___ Extrait de page ___

Il n’est dès lors pas étonnant que la majorité des juridictions du fond, tenues de faire une interprétation stricte des textes de droit pénal, annule les poursuites engagées (Tribunal correctionnel de Pontoise, 14 octobre 2010, n° 0915305065 ; Cour d’appel de Paris, pôle 2, ch. 7, 28 mars 2012, n° 11/05257 ; 5 février 2014, n°13/01679) ou relaxe les prévenus (Tribunal correctionnel de Paris, 8 juillet 2011, n° 09-18708077 : Gazette du Palais, 1er septembre 2011, p. 15 ; Tribunal correctionnel de Mulhouse, 15 décembre 2011, n° 3309/2011 et n° 3310/2011 : Gazette du Palais 16 février 2012, p. 9 ; Recueil Dalloz 2012, p. 439 ; Tribunal correctionnel de Bobigny, 3 mai 2012, n° 09-07782469 ; Cour d’appel de Paris, pôle 2, chambre 7, 24 mai 2012, n° 11/6623 : Gazette du Palais 25-26 juillet 2012, p. 20 ; Tribunal correctionnel de Perpignan, 14 août 2013, n° 1738/2013 : Recueil Dalloz 2013, p. 2033 ; Tribunal correctionnel de Pontoise, 20 décembre 2013, n° 10-208005397, Actualité juridique pénal, février 2014, p. 78). Relevons cependant des décisions contraires (Cour d’appel de Bordeaux, 22 octobre 2010, 3ème ch. correctionnelle, n°10/00286, Recueil Dalloz 2011, p. 931 ; Tribunal correctionnel d’Alençon, 19 septembre 2013, n°479/13 ; Cour d’appel de Colmar, 27 novembre 2013, n°13/01122 et n°13/01129, La semaine juridique édition générale 2014, p. 83), qui ont pu, pour certaines, être inspirées par des circonstances particulières de fait.
Dans l’affaire soumise aux juges d’appel montpelliérains, l’acte de citation reprochait aux trois prévenus des « discours proférés dans un lieu public », en l’espèce « en interpellant les clients du magasin Carrefour en leur demandant de ne pas acheter des produits en provenance d’Israël ». Or, remarque la Cour, l’acte de citation ne mentionnait pas le contenu exact et précis des discours proférés. Dans ces conditions, comme le note la Cour, les prévenus ne pouvaient pas connaître avec certitude les points sur lesquels ils devaient s’expliquer et en conséquence se défendre.
Le raisonnement est identique quant aux écrits. L’acte de citation reprochait aux trois prévenus « des écrits distribués ou exposés dans un lieu public », en l’espèce « en distribuant des tracts BDS appelant au boycott des produits en provenance d’Israël ». Or l’acte de citation ne mentionnait pas les passages des tracts susceptibles de constituer une provocation à la discrimination, à la haine ou à la violence. Dans ces conditions, comme le note la Cour, les prévenus ne pouvaient pas être informés avec précisions des points sur lesquels ils devaient s’expliquer et en conséquence se défendre.

___ Données enregistrées ___

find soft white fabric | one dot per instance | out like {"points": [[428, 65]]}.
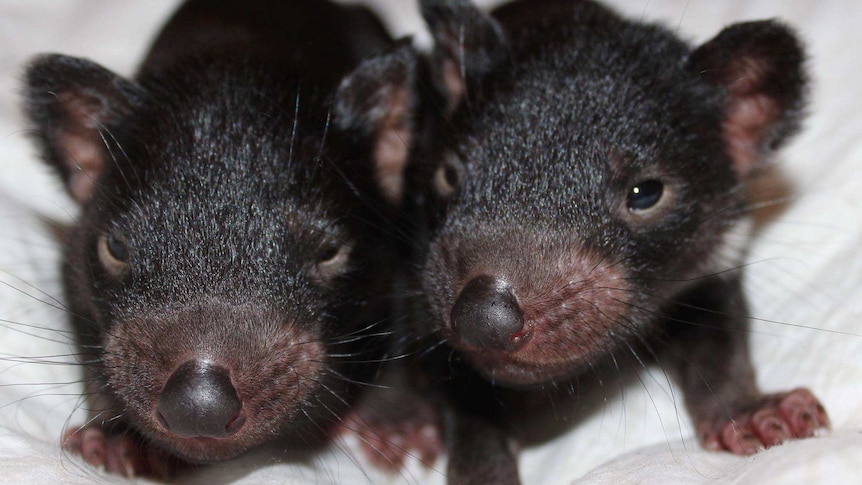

___

▶ Consigne 1
Résumez l'extrait de page ci-dessus en deux phrases.
▶ Consigne 2
Reformulez sous forme de liste le paragraphe de l'extrait de page qui commence par « Le raisonnement est identique quant aux écrits », en conservant ses faits essentiels.
▶ Consigne 3
Poursuivez l'extrait de page à partir de sa dernière phrase.

▶ Réponse rédigée 1
La plupart des juridictions du fond, tenues d'interpréter strictement les textes de droit pénal, annulent les poursuites ou relaxent les prévenus, même si quelques décisions contraires existent, parfois inspirées par des circonstances de fait particulières. Dans l'affaire soumise aux juges d'appel montpelliérains, la Cour relève que l'acte de citation ne précisait ni le contenu exact des discours adressés aux clients du magasin Carrefour ni les passages des tracts BDS susceptibles de constituer une provocation, de sorte que les trois prévenus ne pouvaient pas connaître précisément les points sur lesquels se défendre.

▶ Réponse rédigée 2
- Le même raisonnement s'applique aux écrits.
- L'acte de citation reprochait aux trois prévenus des écrits distribués ou exposés dans un lieu public, à savoir des tracts BDS appelant au boycott des produits en provenance d'Israël.
- Il n'indiquait pas quels passages des tracts pouvaient constituer une provocation à la discrimination, à la haine ou à la violence.
- Selon la Cour, les prévenus ne pouvaient donc pas être informés avec précision des points sur lesquels ils devaient s'expliquer et se défendre.

▶ Réponse rédigée 3
C’est en ce sens que l’arrêt rendu est intéressant. Il confirme l’analyse du tribunal de Perpignan qui avait relevé dans le texte de la citation un manque de précision quant aux faits reprochés, alors même que ces éléments sont essentiels à l’exercice des droits de la défense et à une bonne justice pour permettre à la juridiction saisie de connaître précisément le périmètre de sa saisine.
Cette difficulté à laquelle s’est heurté le ministère public révèle en réalité l’impossibilité de qualifier pénalement des faits relevant manifestement de la liberté d’expression sur un sujet d’intérêt général. Seuls ont pu être retenus dans la citation des propos généraux comme « Boycott apartheid Israël », « refuser d’acheter des produits israéliens » ou « refuser le code qui commence par 729 ». Or, même si la Cour ne le dit pas explicitement (puisqu’elle ne se prononce pas sur le fond), ce type de propos est couvert par la liberté d’expression et aurait surement donné lieu à une relaxe au fond. En tout état de cause, la Cour relève qu’il n’a pas été possible (même par la vidéo postée sur internet) d’établir un lien de preuve entre les propos généraux proférés dans les magasins ou écrits sur des affiches ou des tracts par le groupe de militants et les trois personnes poursuivies.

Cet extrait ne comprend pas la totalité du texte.